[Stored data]
= = =

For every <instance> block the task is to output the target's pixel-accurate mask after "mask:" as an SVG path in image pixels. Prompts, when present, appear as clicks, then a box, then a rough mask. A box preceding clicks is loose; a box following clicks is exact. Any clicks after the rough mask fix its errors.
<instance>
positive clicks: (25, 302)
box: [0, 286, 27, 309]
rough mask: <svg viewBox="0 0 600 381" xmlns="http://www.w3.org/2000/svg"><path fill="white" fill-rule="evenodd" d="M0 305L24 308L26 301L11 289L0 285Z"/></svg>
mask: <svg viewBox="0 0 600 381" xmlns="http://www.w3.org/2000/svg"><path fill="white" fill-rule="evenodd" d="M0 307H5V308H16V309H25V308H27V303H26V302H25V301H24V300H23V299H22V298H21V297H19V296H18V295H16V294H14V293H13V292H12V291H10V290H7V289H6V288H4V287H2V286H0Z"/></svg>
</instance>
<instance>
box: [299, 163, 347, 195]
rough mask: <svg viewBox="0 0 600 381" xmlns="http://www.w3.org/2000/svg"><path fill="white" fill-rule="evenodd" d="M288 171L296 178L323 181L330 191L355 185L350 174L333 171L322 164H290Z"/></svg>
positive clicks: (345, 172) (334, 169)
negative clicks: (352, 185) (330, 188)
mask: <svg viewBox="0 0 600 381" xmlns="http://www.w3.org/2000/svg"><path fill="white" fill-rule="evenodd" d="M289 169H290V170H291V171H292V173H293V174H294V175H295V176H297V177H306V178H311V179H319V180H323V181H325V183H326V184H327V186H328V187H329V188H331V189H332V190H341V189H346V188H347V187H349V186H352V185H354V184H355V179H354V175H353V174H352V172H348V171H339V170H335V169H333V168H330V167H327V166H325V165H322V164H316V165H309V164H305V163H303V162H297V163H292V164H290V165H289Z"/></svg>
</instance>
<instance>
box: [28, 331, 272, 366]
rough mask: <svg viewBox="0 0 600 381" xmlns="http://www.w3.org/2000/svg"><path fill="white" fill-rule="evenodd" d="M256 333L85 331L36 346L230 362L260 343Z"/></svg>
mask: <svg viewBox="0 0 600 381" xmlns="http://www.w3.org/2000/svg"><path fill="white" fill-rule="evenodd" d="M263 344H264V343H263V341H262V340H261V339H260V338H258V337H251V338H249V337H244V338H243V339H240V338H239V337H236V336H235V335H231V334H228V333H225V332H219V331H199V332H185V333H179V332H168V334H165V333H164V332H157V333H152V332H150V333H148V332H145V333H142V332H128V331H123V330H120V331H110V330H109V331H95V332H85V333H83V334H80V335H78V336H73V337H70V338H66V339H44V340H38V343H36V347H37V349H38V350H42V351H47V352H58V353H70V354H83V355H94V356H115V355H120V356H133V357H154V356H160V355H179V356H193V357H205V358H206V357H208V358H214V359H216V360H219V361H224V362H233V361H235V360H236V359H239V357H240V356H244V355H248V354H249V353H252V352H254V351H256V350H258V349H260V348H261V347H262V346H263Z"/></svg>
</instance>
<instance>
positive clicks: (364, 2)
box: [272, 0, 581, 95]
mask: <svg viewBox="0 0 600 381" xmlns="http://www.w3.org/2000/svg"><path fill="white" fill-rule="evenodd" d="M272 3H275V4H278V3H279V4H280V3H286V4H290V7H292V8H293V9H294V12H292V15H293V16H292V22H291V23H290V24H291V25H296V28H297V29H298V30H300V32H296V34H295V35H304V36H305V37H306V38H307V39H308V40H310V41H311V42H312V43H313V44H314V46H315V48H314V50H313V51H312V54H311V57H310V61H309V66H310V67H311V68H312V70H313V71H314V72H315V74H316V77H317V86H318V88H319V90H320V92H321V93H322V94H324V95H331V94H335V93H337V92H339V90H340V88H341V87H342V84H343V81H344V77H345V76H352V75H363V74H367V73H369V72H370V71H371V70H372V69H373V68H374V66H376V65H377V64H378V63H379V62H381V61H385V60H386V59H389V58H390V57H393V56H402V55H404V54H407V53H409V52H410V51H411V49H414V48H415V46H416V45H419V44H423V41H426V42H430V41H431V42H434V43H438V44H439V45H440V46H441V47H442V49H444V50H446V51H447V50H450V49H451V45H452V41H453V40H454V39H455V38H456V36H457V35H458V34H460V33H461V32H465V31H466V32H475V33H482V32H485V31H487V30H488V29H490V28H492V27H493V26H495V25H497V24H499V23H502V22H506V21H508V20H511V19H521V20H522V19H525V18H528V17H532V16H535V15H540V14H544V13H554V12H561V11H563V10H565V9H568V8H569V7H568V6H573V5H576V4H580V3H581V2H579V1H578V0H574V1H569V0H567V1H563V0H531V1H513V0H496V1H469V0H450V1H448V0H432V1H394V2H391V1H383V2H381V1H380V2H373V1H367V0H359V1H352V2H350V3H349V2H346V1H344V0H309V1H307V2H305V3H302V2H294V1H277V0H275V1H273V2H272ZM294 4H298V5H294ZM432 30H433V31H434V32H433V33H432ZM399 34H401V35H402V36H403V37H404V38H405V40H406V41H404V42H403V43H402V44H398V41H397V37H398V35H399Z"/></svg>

= = =

*WORK REQUEST:*
Please retype all of the records, keeping each line exactly as it is.

*ANSWER TO THIS PROBLEM:*
For every <instance> block the task is to output the target's pixel-accurate mask after "mask:" as an SVG path in image pixels. Prompts, when present, appear as clicks, then a box, then a rough mask. A box preceding clicks is loose; a box following clicks is exact. Any clicks after the rough mask fix its errors.
<instance>
positive clicks: (25, 302)
box: [0, 286, 27, 309]
rough mask: <svg viewBox="0 0 600 381" xmlns="http://www.w3.org/2000/svg"><path fill="white" fill-rule="evenodd" d="M0 305L24 308L26 301L11 289L0 285Z"/></svg>
mask: <svg viewBox="0 0 600 381" xmlns="http://www.w3.org/2000/svg"><path fill="white" fill-rule="evenodd" d="M0 307H5V308H16V309H25V308H27V303H26V302H25V301H24V300H23V299H22V298H21V297H19V296H18V295H16V294H14V293H13V292H12V291H10V290H7V289H6V288H4V287H2V286H0Z"/></svg>
</instance>
<instance>
box: [299, 163, 347, 195]
rough mask: <svg viewBox="0 0 600 381" xmlns="http://www.w3.org/2000/svg"><path fill="white" fill-rule="evenodd" d="M288 171L296 178L323 181L330 191L355 185L350 174L333 171L322 164H290Z"/></svg>
positive clicks: (345, 172) (334, 169)
negative clicks: (352, 185) (330, 188)
mask: <svg viewBox="0 0 600 381" xmlns="http://www.w3.org/2000/svg"><path fill="white" fill-rule="evenodd" d="M289 169H290V170H291V171H292V173H293V174H294V175H295V176H297V177H306V178H311V179H319V180H323V181H325V183H326V184H327V186H328V187H329V188H331V189H332V190H341V189H346V188H347V187H349V186H352V185H354V184H355V179H354V175H353V174H352V172H348V171H339V170H335V169H333V168H330V167H327V166H325V165H322V164H316V165H309V164H305V163H303V162H297V163H292V164H290V165H289Z"/></svg>
</instance>
<instance>
box: [28, 331, 272, 366]
rough mask: <svg viewBox="0 0 600 381" xmlns="http://www.w3.org/2000/svg"><path fill="white" fill-rule="evenodd" d="M256 333L85 331L36 346L230 362L260 343Z"/></svg>
mask: <svg viewBox="0 0 600 381" xmlns="http://www.w3.org/2000/svg"><path fill="white" fill-rule="evenodd" d="M263 344H264V343H263V341H262V340H261V339H260V338H258V337H251V338H249V337H244V338H243V339H240V338H239V337H236V336H235V335H231V334H228V333H225V332H219V331H199V332H185V333H179V332H168V334H165V333H164V332H157V333H152V332H150V333H148V332H145V333H142V332H128V331H123V330H120V331H110V330H109V331H95V332H85V333H83V334H80V335H78V336H73V337H70V338H66V339H44V340H38V343H36V347H37V349H38V350H42V351H47V352H58V353H70V354H83V355H94V356H115V355H120V356H133V357H154V356H160V355H179V356H193V357H205V358H206V357H208V358H214V359H216V360H219V361H224V362H233V361H235V360H236V359H239V357H240V356H244V355H248V354H249V353H252V352H254V351H256V350H258V349H260V348H261V347H262V346H263Z"/></svg>
</instance>
<instance>
positive clicks: (364, 2)
box: [272, 0, 581, 95]
mask: <svg viewBox="0 0 600 381" xmlns="http://www.w3.org/2000/svg"><path fill="white" fill-rule="evenodd" d="M272 3H275V4H278V3H279V4H280V3H286V4H290V7H292V8H293V9H294V12H292V15H293V16H292V22H291V23H290V24H291V25H296V28H297V29H298V30H300V32H296V34H295V35H304V36H305V37H306V38H307V39H308V40H310V41H311V42H312V43H313V44H314V46H315V48H314V50H313V51H312V54H311V57H310V61H309V66H310V67H311V68H312V70H313V71H314V72H315V74H316V77H317V86H318V88H319V90H320V92H321V93H322V94H324V95H331V94H335V93H337V92H339V90H340V88H341V87H342V84H343V81H344V77H345V76H352V75H363V74H367V73H369V72H370V71H371V70H372V69H373V68H374V66H376V65H377V64H378V63H379V62H381V61H385V60H386V59H389V58H390V57H393V56H402V55H404V54H407V53H409V52H410V51H411V49H414V48H415V46H416V45H419V44H423V41H426V42H430V41H431V42H434V43H438V44H439V45H440V46H441V47H442V49H444V50H446V51H447V50H450V49H451V45H452V41H453V40H454V39H455V38H456V36H457V35H458V34H460V33H461V32H465V31H466V32H475V33H482V32H485V31H487V30H488V29H490V28H492V27H493V26H495V25H497V24H499V23H502V22H506V21H508V20H511V19H521V20H522V19H525V18H528V17H532V16H535V15H540V14H544V13H554V12H561V11H563V10H565V9H568V8H569V7H568V6H573V5H576V4H580V3H581V2H579V1H578V0H574V1H569V0H567V1H563V0H531V1H513V0H496V1H469V0H450V1H448V0H432V1H394V2H391V1H383V2H381V1H380V2H373V1H367V0H359V1H352V2H350V3H349V2H346V1H344V0H309V1H307V2H305V3H302V2H294V1H277V0H275V1H273V2H272ZM294 4H298V5H294ZM432 30H433V31H434V32H433V33H432ZM399 34H401V35H402V36H403V37H404V38H405V40H406V41H404V42H403V43H402V44H398V41H397V37H398V35H399Z"/></svg>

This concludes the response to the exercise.